-- START Extract to read --
# Felix Manz & Balthasar Hubmaier



## Fly Caster (May 21, 2009)

Can anyone tell me if either of these men were persecuted and killed for anything other than religious (Anabaptist) convictions? For instance, was there anything about them that caused them to be perceived as a threat to the civil order?

Thanks


----------



## Hippo (May 21, 2009)

Fly Caster said:


> Can anyone tell me if either of these men were persecuted and killed for anything other than religious (Anabaptist) convictions? For instance, was there anything about them that caused them to be perceived as a threat to the civil order?
> 
> Thanks



The challenge to the Church was seen as a threat to civil order, the two options are not exclusive.


----------



## Fly Caster (May 21, 2009)

Hippo said:


> Fly Caster said:
> 
> 
> > Can anyone tell me if either of these men were persecuted and killed for anything other than religious (Anabaptist) convictions? For instance, was there anything about them that caused them to be perceived as a threat to the civil order?
> ...




Point taken. I know that some Anabaptists openly advocated civil unrest and disturbing the order. However, did these particular men advocate anything like that?


----------



## Hippo (May 21, 2009)

I have never read that they did and to be honest even if it claimed that they did I would be slow to believe it, history being written by the victors and all.
-- END Extract to read --
-- START Information given --
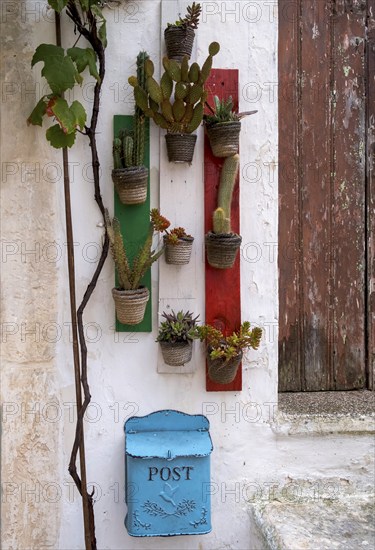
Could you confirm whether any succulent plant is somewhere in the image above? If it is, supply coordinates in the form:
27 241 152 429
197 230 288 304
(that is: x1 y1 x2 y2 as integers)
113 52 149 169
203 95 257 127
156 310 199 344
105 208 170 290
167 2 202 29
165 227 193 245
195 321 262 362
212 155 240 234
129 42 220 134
-- END Information given --
-- START Information given --
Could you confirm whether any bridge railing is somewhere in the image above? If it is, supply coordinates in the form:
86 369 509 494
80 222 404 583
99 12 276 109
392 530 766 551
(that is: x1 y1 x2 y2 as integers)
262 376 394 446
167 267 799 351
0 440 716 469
-- END Information given --
-- START Information given --
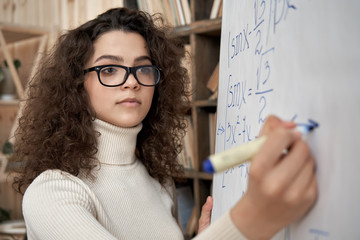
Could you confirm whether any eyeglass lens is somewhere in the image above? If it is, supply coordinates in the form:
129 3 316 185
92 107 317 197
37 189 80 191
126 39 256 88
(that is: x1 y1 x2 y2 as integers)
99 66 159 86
-- END Information given --
**Given problem 1**
In the forum thread about Felix Manz and Balthasar Hubmaier, what does Hippo say the challenge to the Church was seen as?
**Given problem 2**
Translate this sentence from the forum thread about Felix Manz and Balthasar Hubmaier into Spanish: "I know that some Anabaptists openly advocated civil unrest and disturbing the order."

**Expected answer 1**
A threat to civil order.

**Expected answer 2**
Sé que algunos anabaptistas defendían abiertamente la agitación civil y la alteración del orden.